• [Task brief]
Pull out each line in the items below that contains the word "Provide".

— Start —

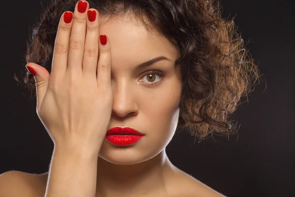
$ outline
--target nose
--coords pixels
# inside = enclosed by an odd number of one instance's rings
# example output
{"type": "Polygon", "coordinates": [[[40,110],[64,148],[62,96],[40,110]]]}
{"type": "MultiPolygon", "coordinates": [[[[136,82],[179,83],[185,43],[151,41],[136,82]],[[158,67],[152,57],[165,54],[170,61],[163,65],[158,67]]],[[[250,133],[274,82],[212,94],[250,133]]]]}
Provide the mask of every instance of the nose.
{"type": "Polygon", "coordinates": [[[124,118],[137,113],[138,108],[134,97],[135,93],[132,90],[134,89],[120,85],[117,86],[113,91],[112,116],[124,118]]]}

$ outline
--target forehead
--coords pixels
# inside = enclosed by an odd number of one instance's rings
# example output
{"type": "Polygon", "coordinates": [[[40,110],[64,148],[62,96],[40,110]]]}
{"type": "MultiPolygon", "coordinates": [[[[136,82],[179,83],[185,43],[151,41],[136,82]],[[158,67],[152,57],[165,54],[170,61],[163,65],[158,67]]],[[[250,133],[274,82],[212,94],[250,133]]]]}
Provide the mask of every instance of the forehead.
{"type": "Polygon", "coordinates": [[[177,49],[155,29],[148,31],[132,15],[100,17],[99,22],[99,34],[109,37],[113,58],[136,56],[148,60],[161,55],[176,60],[177,49]]]}

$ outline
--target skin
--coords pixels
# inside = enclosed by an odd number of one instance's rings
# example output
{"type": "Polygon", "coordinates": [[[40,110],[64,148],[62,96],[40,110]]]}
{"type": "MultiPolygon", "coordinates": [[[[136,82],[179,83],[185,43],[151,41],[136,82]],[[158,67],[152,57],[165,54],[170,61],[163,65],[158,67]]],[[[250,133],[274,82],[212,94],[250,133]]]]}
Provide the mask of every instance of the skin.
{"type": "Polygon", "coordinates": [[[165,194],[170,178],[177,171],[165,148],[179,117],[181,79],[175,66],[179,53],[165,37],[155,31],[149,33],[130,17],[100,18],[103,22],[100,23],[100,34],[107,35],[112,42],[114,101],[108,129],[129,127],[146,136],[127,147],[105,139],[98,160],[98,196],[165,194]],[[171,60],[134,70],[136,65],[158,56],[171,60]],[[148,78],[150,74],[145,73],[155,70],[165,76],[151,74],[152,78],[148,78]],[[145,84],[158,81],[161,83],[154,86],[145,84]]]}
{"type": "MultiPolygon", "coordinates": [[[[126,146],[104,140],[97,161],[96,196],[223,196],[176,167],[165,151],[179,118],[181,78],[175,65],[178,51],[165,37],[155,30],[149,32],[130,14],[100,16],[99,20],[99,34],[107,35],[111,43],[114,100],[108,130],[128,127],[146,136],[126,146]],[[170,60],[135,69],[158,56],[170,60]],[[147,73],[152,70],[165,76],[147,73]],[[148,84],[158,81],[154,86],[148,84]]],[[[48,172],[41,175],[45,190],[48,172]]]]}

— End —

• [Problem solution]
Provide the mask of every instance of the nose.
Provide the mask of every instance of the forehead.
Provide the mask of every instance of the skin.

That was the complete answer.